[Start DATA RECORDS]

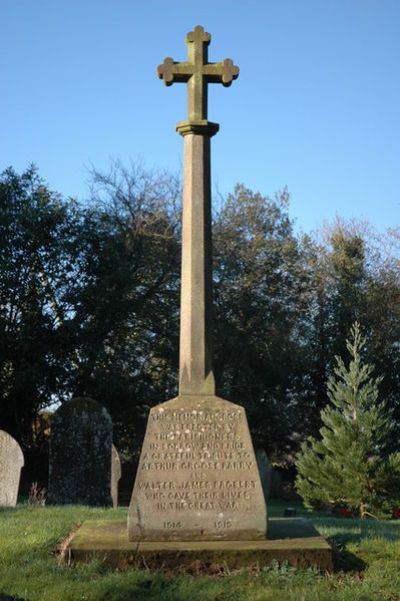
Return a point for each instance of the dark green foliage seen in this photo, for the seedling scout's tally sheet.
(350, 465)
(89, 305)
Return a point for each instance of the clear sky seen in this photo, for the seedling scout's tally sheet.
(316, 107)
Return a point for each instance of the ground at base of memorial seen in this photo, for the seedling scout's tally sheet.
(366, 555)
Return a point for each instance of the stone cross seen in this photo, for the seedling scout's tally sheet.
(196, 375)
(197, 72)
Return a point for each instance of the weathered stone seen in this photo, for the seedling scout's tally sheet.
(11, 463)
(115, 475)
(276, 484)
(265, 469)
(80, 454)
(295, 541)
(197, 476)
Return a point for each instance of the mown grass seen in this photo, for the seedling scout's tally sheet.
(367, 557)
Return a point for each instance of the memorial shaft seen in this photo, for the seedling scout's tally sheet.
(196, 375)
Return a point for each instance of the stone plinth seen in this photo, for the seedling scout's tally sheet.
(197, 476)
(291, 540)
(11, 463)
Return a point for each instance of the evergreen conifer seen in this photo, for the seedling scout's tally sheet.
(350, 466)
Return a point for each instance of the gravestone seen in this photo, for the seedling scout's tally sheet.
(197, 477)
(11, 463)
(265, 468)
(115, 475)
(80, 454)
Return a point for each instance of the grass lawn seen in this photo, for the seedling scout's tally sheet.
(368, 560)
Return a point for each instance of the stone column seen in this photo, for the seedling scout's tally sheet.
(195, 364)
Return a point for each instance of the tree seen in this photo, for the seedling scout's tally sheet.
(350, 464)
(258, 296)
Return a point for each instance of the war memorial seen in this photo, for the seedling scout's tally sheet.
(197, 493)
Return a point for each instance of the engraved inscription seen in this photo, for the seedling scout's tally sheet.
(204, 449)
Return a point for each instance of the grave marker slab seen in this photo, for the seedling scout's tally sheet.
(11, 463)
(80, 454)
(115, 475)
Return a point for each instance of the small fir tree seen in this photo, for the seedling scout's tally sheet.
(350, 465)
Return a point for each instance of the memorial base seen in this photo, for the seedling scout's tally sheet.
(291, 540)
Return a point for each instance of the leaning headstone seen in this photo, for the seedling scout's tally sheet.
(265, 469)
(276, 484)
(80, 454)
(11, 463)
(115, 475)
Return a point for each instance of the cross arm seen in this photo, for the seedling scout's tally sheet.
(224, 72)
(171, 71)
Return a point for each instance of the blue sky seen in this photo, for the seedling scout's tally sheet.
(315, 108)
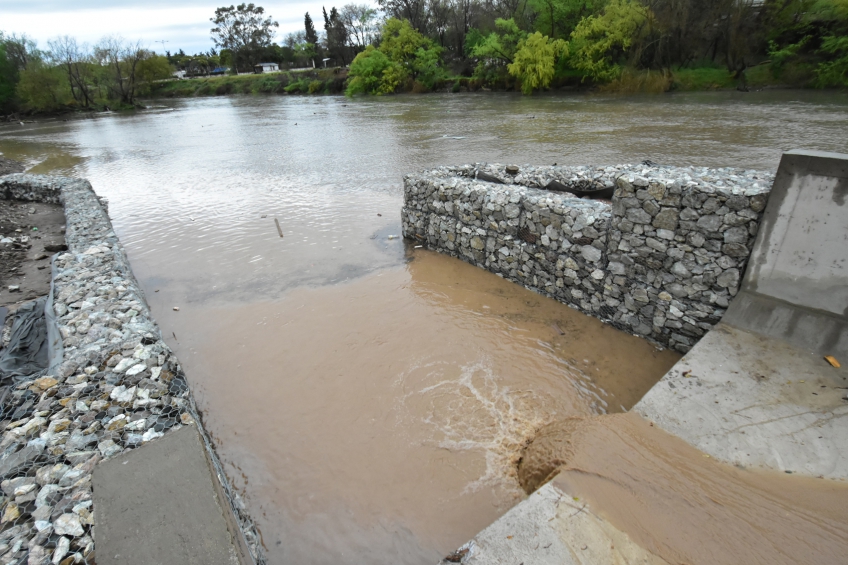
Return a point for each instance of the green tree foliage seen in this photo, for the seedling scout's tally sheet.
(372, 72)
(535, 60)
(245, 31)
(599, 43)
(501, 44)
(401, 42)
(311, 35)
(558, 18)
(811, 36)
(15, 53)
(8, 81)
(155, 68)
(44, 87)
(336, 36)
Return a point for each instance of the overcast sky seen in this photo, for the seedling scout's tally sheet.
(184, 24)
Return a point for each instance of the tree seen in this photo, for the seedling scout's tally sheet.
(360, 23)
(501, 44)
(153, 68)
(120, 60)
(336, 36)
(244, 30)
(599, 43)
(401, 42)
(558, 18)
(75, 59)
(311, 36)
(412, 11)
(44, 87)
(8, 81)
(535, 60)
(372, 72)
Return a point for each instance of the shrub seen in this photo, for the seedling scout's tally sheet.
(372, 72)
(224, 89)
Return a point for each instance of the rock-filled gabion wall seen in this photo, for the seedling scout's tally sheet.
(117, 387)
(662, 259)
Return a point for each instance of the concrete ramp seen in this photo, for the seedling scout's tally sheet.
(757, 390)
(796, 285)
(160, 504)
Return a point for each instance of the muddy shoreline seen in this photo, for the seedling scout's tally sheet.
(115, 387)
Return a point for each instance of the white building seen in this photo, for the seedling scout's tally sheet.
(266, 68)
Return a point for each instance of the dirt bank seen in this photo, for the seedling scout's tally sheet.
(30, 233)
(8, 166)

[End DATA RECORDS]

| TASK TO CARRY OUT |
Reproduce every one of the records above verbatim, omitting the pictures.

| ANSWER |
Return a point for each instance of the dark green foliage seen in this photo, for the seedling scout's tally sheet.
(350, 465)
(89, 305)
Return a point for each instance of the clear sky seen in this photo, for the seedling scout's tally sheet.
(316, 107)
Return a point for each instance of the ground at base of memorial seen in this photo, for the seedling scout's tally sheet.
(366, 555)
Return a point for each instance of the stone cross seen in this photo, for the seedling scout's tally sheet.
(196, 375)
(197, 72)
Return a point for each instance of the weathered stone seen in this photo, for the seedling scout's tally sheet.
(11, 463)
(115, 475)
(276, 484)
(265, 469)
(80, 454)
(295, 541)
(197, 476)
Return a point for each instance of the mown grass seen in this photo, for the seedling scout's tally sheet.
(367, 557)
Return a point for each instance of the memorial shaft seen in this photo, for the seedling scout's tally sheet.
(196, 375)
Return a point for each instance of the stone plinth seen in this photo, for the seedling scout's tally sheet.
(197, 476)
(291, 540)
(11, 463)
Return a point for each instance of the evergreen conifer seen in this photo, for the seedling scout's tally sheet.
(350, 466)
Return a point for each instance of the gravestone seen in this photo, for the seedling scout's tally sheet.
(197, 477)
(11, 463)
(265, 468)
(115, 475)
(80, 454)
Return a point for each instance of the grass lawn seen in this photo, for the seedling scout's tally sheet.
(368, 560)
Return a point for each instance of the stone column seen in this photo, for the seedling scout's tally sheet.
(195, 364)
Return a point for each instance of the tree seen in this photo, for the seedling scout's tally sheet.
(350, 464)
(258, 296)
Return a point for each instance of the war memorial seen in this photo, for the seedling scout's tally sheet.
(197, 493)
Return a point for each instance of the engraved inscription seen in this photo, for the seedling scout's tally sheet.
(204, 449)
Return a point for each instance of the grave marker slab seen in this photo, for the seedling scout's tally sheet.
(11, 463)
(80, 454)
(115, 475)
Return a point for each instance of the small fir tree seen in this photo, for the seedling scout's tally sheet.
(350, 465)
Return a point for each instance of the memorial base seen in this photo, for the seedling scout's tally sheet.
(291, 540)
Return a point for each instance of the leaning headstone seen in this photo, for the seedling scout's tally sheet.
(265, 469)
(276, 484)
(80, 454)
(11, 463)
(115, 475)
Return a point for each instance of the cross arm seen in this photo, for the seedling scout's tally sheet.
(224, 72)
(171, 71)
Return a point for each instance of the blue sky seen in this photo, for the seedling scout's tally sheet.
(315, 108)
Return a point for each instance of the green tree foliage seen in this photo, for the seedling scout's tally sheet.
(372, 72)
(535, 60)
(245, 31)
(599, 43)
(501, 44)
(401, 42)
(311, 35)
(558, 18)
(811, 36)
(15, 53)
(8, 81)
(155, 68)
(44, 87)
(336, 36)
Return a point for each instance of the overcast sky seen in this photo, for the seedling scout's tally sheet.
(184, 24)
Return a point for each instance of the tree seen in this photo, for the seedling scout's tally sheet.
(360, 23)
(501, 44)
(153, 68)
(120, 60)
(336, 36)
(244, 30)
(599, 43)
(401, 42)
(558, 18)
(75, 59)
(311, 36)
(412, 11)
(44, 87)
(8, 81)
(535, 60)
(372, 72)
Return a point for each instance of the shrub seen in this photo, for the seedling scout's tally sheet.
(372, 72)
(224, 89)
Return a point for each instance of the rock-filled gabion wall seen in this photo, for the seedling scout's tally sheet.
(117, 387)
(662, 259)
Return a point for each instance of the concrete ramp seen in this photo, for the seedling scout's tally sheet.
(757, 390)
(796, 285)
(160, 504)
Return a point for each instance of the muddy shoreline seen in this photo, for the seedling scout's tally sheet.
(115, 387)
Return a point for each instance of the white building seen in this photo, for the seedling scout's tally sheet.
(266, 68)
Return a point for each instance of the dirt bank seen in this photo, for the seedling scout's tally sheet.
(30, 233)
(8, 166)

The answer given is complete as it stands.